> **Aufgabe 1**: Trage alle Zeilen der Datensätze zusammen, die das Wort „walkway“ enthalten, und beachte dabei die Groß- und Kleinschreibung.

> **Zitierter Text**:

50  Prozent kürzere Entwicklungszeit

Der Schweizer Formen- und Werkzeug-Hersteller konnte mit Single Source for Speed erhebliche Vorteile bei der Durchlaufzeit verzeichnen. „Für Aufgaben, die normalerweise einen halben Tag in Anspruch nehmen würden, brauchen wir heute nur noch eine halbe Stunde”, sagt Truttmann. „Das heißt, wir können mehr Aufträge annehmen, weil unsere Bearbeitungszeit kürzer ist. Früher dauerte ein vollständiges Projekt, von der Erstanfrage bis zur Fertigstellung, normalerweise bis zu drei Monate. Dabei nahm allein die Konstruktionsphase die Hälfte der Zeit in Anspruch, die wir jetzt auf rund drei Wochen verkürzen können. Dies lässt uns mehr Zeit für andere Aktivitäten, und natürlich auch mehr Zeit für Innovationen.”

Außerdem kann man mit Single Source for Speed auch schneller auf Änderungswünsche der Kunden reagieren. „Anstatt zwischen Änderungsanfragen mehrere Stunden zu warten, können wir heute sofort reagieren”, meint Truttmann. „Der Kunde ist folglich auch stärker in den Gestaltungsprozess einbezogen, weil wir ihm jede Veränderung seiner Form in 3D zeigen können. Catia ist so schnell, dass wir binnen weniger Stunden eine Vielzahl unterschiedlicher Design-Varianten erstellen können. Da sich dank dem PLM-System zudem die Präzision und Qualität der Modelle erhöht hat, konnten wir die Ausschussquote in der Formenproduktion drastisch senken”, unterstreicht Truttmann. Seit das Unternehmen 2014 die Plattform eingeführt hat, hat sich auch die Arbeitsatmosphäre im Konstruktionsteam verbessert. „Obwohl die Mitarbeiter früher sehr viel Zeit und Mühe aufgebracht haben, kam es immer wieder zu Fehlern. Sie konnten mit der zur Verfügung stehenden Software einfach nicht die Qualitätsprodukte anfertigen, die wir von ihnen erwarteten. Das war teilweise sehr frustrierend für das Team”, erinnert sich Truttmann.

> **Aufgabe 2**: Gib an, in welchem Jahr das Unternehmen laut dem zitierten Text die Plattform eingeführt hat.

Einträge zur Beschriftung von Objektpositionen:
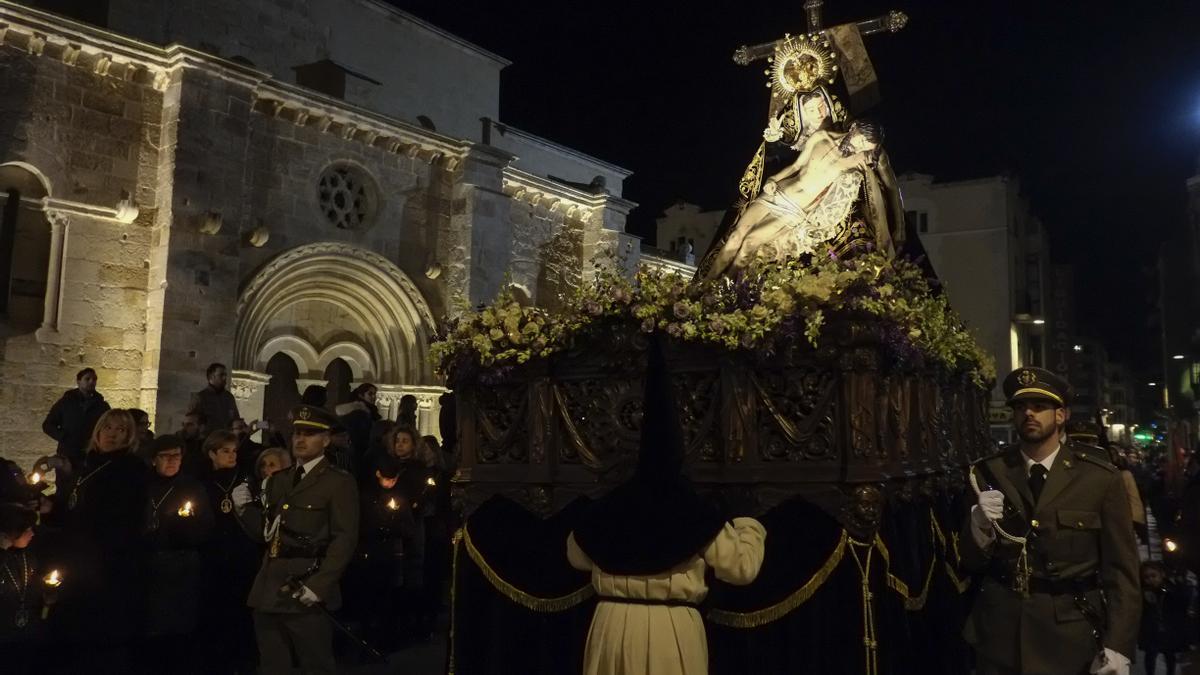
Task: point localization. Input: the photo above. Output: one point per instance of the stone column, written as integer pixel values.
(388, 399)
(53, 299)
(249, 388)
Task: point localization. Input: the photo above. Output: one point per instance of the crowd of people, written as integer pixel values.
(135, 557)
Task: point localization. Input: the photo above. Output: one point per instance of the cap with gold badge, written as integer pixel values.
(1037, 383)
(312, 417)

--

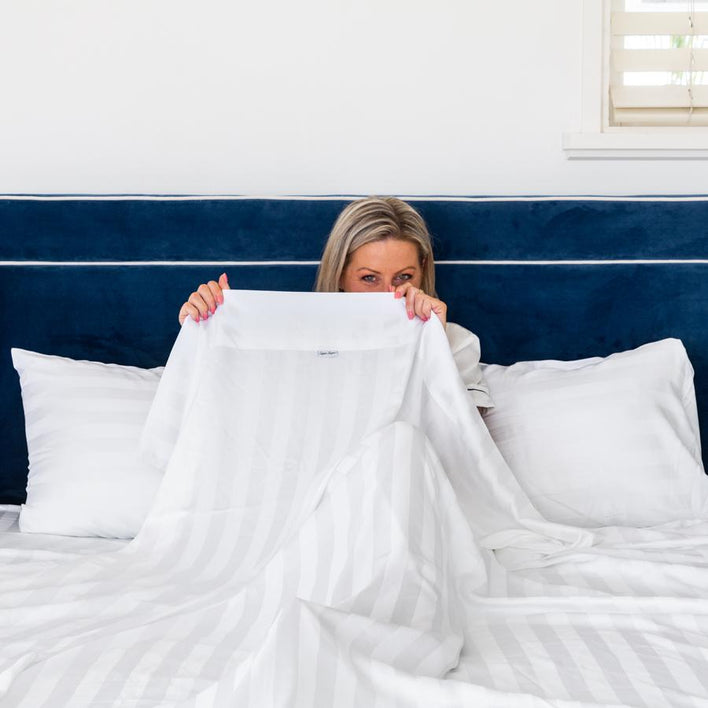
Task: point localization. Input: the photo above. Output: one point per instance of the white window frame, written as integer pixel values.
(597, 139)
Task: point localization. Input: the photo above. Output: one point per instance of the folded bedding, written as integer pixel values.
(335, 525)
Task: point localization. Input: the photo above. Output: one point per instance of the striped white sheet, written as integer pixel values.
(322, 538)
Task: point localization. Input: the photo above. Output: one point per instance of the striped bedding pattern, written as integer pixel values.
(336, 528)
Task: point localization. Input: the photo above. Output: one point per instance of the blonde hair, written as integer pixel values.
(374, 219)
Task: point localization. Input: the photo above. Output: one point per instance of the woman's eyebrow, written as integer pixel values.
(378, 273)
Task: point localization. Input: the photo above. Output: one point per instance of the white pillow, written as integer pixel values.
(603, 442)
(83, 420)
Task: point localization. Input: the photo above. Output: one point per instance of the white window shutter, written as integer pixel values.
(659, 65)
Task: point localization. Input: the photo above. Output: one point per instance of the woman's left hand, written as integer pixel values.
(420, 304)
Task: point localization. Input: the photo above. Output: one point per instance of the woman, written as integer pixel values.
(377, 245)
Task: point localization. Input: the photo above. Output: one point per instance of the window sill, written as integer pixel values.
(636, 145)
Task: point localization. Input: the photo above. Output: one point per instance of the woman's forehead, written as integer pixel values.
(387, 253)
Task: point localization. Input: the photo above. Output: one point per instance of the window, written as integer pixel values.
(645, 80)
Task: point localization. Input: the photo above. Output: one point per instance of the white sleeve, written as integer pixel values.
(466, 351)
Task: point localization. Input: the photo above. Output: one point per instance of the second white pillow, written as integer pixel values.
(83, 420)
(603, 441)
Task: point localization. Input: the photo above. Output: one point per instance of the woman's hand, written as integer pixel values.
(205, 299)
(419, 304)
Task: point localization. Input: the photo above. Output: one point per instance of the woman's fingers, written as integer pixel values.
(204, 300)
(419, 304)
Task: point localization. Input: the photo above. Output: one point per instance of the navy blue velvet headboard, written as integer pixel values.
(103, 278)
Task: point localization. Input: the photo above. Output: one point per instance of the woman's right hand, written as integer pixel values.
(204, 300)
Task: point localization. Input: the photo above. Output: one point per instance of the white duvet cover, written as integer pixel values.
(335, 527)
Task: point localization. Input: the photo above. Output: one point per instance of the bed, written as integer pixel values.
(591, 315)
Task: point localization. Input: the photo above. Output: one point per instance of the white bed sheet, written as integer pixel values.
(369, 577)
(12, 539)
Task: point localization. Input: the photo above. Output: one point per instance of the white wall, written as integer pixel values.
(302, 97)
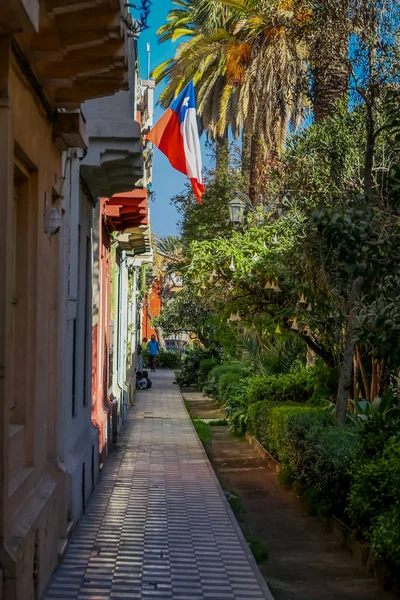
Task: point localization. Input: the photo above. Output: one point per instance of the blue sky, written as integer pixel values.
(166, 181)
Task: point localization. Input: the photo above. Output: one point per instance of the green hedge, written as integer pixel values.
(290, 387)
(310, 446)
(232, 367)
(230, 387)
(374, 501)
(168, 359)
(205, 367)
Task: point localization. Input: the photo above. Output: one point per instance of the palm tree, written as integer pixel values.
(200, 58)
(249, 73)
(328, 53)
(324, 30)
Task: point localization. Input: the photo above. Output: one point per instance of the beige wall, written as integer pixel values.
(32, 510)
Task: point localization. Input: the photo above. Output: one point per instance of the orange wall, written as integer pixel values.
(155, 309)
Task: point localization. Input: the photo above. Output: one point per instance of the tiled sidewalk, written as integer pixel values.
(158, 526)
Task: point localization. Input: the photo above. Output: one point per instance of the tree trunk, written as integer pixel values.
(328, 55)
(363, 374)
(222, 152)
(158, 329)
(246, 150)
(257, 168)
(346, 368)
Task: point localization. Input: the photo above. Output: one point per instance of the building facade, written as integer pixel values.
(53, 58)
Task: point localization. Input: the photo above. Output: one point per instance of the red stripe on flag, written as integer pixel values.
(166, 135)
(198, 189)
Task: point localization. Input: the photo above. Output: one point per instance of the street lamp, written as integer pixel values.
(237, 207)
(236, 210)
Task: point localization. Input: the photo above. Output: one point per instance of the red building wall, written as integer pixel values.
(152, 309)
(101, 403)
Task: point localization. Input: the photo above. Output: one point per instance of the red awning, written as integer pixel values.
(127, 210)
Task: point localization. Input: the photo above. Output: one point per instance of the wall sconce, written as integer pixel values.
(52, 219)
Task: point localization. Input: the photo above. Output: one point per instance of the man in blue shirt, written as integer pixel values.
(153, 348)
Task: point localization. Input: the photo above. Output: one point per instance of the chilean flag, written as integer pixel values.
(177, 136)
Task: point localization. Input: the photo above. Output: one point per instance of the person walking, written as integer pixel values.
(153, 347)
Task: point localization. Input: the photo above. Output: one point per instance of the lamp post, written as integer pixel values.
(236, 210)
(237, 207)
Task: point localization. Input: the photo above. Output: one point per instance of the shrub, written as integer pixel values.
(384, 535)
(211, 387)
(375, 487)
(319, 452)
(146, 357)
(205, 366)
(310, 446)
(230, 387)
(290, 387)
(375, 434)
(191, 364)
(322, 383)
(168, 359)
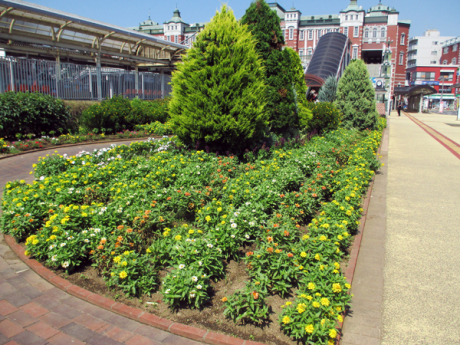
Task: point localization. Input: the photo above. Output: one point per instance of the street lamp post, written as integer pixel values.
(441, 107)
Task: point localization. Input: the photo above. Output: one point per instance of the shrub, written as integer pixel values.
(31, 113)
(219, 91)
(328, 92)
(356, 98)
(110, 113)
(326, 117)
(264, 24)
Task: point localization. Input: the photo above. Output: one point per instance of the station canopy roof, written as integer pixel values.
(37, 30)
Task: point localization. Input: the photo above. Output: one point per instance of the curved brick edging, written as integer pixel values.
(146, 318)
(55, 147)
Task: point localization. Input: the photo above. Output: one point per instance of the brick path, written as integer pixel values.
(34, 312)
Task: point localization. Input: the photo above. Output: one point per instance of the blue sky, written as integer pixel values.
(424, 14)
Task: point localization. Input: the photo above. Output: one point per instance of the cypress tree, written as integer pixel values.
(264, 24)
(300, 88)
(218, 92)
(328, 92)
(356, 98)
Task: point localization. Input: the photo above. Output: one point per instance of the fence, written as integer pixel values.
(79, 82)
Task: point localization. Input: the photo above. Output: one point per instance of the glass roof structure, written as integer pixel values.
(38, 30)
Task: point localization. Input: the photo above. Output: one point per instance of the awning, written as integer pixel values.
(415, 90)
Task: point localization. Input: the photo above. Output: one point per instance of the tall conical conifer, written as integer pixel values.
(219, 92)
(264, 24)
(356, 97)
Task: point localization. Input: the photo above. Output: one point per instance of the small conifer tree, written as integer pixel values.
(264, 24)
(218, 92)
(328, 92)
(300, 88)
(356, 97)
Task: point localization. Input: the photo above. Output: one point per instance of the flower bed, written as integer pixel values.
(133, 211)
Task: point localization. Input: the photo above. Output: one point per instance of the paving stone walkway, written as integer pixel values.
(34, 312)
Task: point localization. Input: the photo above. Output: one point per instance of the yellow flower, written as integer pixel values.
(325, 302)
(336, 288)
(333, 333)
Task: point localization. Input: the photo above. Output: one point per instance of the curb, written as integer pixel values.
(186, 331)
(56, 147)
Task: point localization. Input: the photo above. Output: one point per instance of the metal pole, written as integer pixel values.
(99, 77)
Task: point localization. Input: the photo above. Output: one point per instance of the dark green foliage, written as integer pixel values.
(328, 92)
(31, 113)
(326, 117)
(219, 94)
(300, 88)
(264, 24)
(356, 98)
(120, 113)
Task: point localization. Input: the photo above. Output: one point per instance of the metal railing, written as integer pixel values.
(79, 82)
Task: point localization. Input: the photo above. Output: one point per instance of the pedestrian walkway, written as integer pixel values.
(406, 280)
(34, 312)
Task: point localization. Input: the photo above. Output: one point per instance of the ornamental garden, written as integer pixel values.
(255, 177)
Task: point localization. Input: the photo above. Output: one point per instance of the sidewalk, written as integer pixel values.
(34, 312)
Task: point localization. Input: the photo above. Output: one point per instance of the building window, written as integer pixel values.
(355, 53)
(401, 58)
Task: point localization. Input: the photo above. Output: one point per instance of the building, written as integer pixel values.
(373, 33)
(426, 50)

* * *

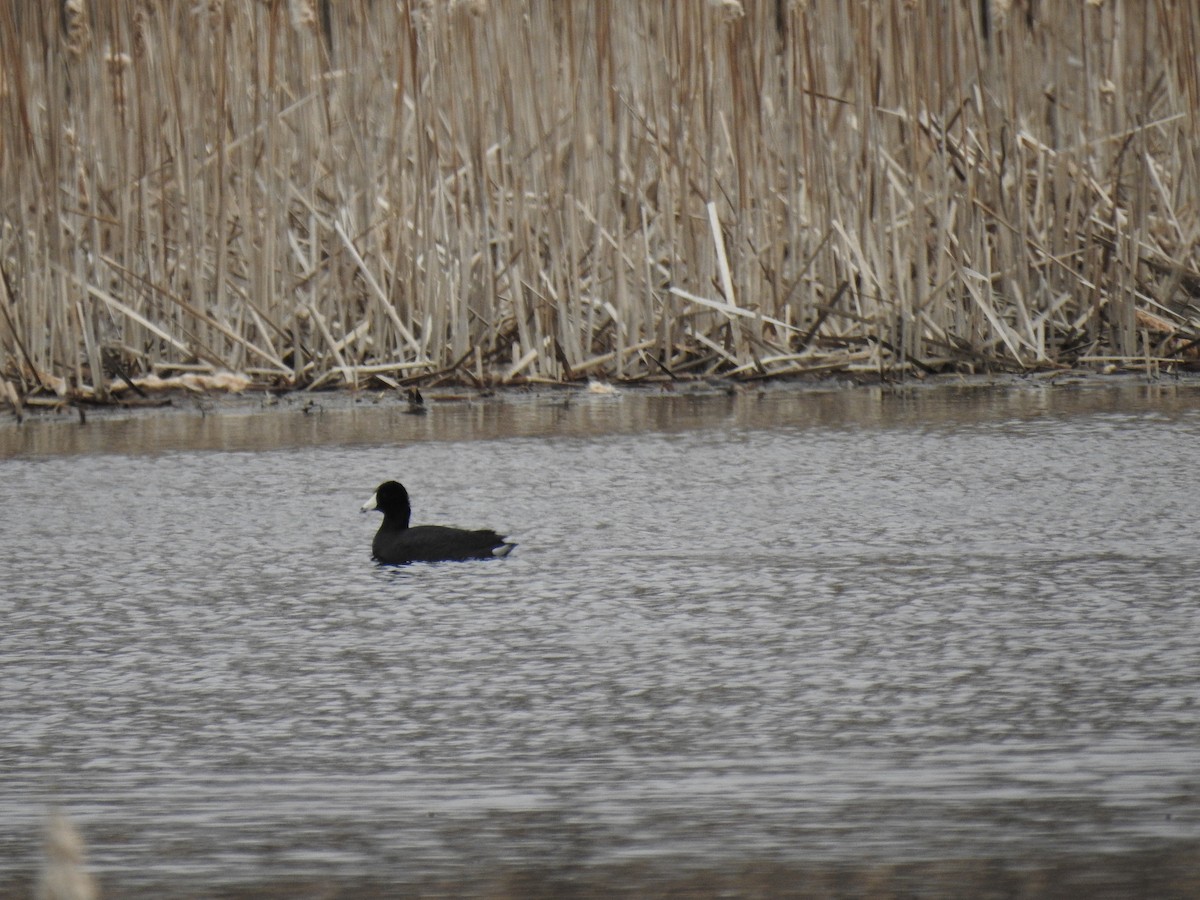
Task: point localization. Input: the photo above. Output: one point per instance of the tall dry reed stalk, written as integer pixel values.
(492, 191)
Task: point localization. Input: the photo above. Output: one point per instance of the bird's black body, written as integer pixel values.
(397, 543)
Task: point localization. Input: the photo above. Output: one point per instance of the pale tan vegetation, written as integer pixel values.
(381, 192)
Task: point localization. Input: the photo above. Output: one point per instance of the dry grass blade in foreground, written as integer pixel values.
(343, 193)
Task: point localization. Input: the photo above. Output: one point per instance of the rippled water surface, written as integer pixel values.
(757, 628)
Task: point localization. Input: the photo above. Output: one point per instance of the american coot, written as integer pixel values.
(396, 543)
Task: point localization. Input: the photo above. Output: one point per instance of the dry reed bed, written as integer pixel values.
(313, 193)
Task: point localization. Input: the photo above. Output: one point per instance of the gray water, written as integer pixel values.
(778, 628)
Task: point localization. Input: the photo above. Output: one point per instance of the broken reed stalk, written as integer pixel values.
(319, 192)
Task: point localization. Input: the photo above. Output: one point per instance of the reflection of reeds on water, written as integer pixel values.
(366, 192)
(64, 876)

> **Antwort 1**:
Task: point localization. Input: the photo above. Output: one point per instance of the paving stone walkway, written as integer pixel values.
Task: point localization. Input: the photo above. Output: one point per instance of the pedestrian walkway, written as integer pixel values.

> **Antwort 2**: Im Jahr 2014.